--- Start of STORED RECORDS ---

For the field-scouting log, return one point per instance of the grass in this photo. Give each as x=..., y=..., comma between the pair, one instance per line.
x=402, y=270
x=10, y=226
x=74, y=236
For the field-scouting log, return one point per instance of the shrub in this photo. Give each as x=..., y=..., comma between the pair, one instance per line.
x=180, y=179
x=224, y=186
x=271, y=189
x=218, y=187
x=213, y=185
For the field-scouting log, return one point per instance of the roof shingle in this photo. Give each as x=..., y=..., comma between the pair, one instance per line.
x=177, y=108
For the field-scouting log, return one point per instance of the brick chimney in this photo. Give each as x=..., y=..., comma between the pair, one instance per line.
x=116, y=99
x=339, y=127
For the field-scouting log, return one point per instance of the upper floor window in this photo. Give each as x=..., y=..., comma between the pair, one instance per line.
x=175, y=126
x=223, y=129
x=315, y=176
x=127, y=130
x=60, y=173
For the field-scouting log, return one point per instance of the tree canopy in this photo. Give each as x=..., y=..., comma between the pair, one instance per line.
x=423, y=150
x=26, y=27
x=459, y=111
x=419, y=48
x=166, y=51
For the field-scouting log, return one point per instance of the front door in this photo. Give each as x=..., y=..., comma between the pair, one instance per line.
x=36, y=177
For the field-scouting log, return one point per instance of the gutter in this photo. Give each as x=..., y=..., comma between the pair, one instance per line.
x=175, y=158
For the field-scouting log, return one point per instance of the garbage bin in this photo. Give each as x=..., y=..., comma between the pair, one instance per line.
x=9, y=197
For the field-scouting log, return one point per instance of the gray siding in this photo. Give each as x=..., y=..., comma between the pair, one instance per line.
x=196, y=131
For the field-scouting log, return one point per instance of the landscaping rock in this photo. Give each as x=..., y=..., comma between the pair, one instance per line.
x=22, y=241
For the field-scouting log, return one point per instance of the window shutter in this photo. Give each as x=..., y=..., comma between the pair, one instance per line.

--- End of STORED RECORDS ---

Rewrite the records above, changing every "field-scouting log" to "yard inventory sheet" and leaving everything else as it is.

For the yard inventory sheet, return one point per instance of the grass in this photo. Give each as x=..., y=..., comma between the pair, one instance per line.
x=402, y=270
x=10, y=226
x=74, y=236
For the yard inventory sheet, return one point per instance of the shrub in this photo. Give each as x=..., y=..., comma between the pair, one instance per line.
x=180, y=179
x=224, y=186
x=271, y=189
x=218, y=187
x=213, y=185
For the yard inventory sheet, return one point per instance of the roof shingle in this photo. Give each as x=..., y=..., comma between the pair, one instance per line.
x=177, y=108
For the yard inventory sheet, return one point per instance of the brick chimney in this photo. Give each as x=..., y=..., comma between the pair, one instance per line.
x=116, y=99
x=339, y=127
For the yard inventory sheet, return one point per instance of the upper floor window in this photo. Give each as x=..., y=..., comma between the pair, one instance per line.
x=175, y=126
x=223, y=129
x=315, y=176
x=127, y=130
x=60, y=173
For the yard inventory sheet, return one point per instance of the tree canopy in this photo. Give each as x=..., y=..., comma between the pair, one instance per line.
x=423, y=150
x=26, y=27
x=459, y=111
x=419, y=48
x=166, y=51
For the yard inventory sheet, return one point per instance of the front door in this photo. Give each as x=..., y=..., comma between the pair, one instance per line.
x=36, y=177
For the yard inventory sheet, return one point per instance of the gutter in this photo. Give each as x=..., y=..., comma between the pair, one instance per line.
x=175, y=158
For the yard inventory sheet, return one point per instance of the garbage bin in this photo. Give each as x=..., y=..., comma between the pair, one instance per line.
x=9, y=197
For the yard inventory sheet, return one point per instance of the gray siding in this photo. Give each as x=..., y=..., comma between the pair, one instance per line.
x=196, y=131
For the yard inventory sheet, return one point per instance of the landscaping rock in this photo. Give each as x=..., y=..., comma between the pair, one instance per line.
x=22, y=241
For the yard inventory sheet, return one point per instance of the window shutter in this photo. Give each as x=..., y=..., comma between the pair, one instance per line.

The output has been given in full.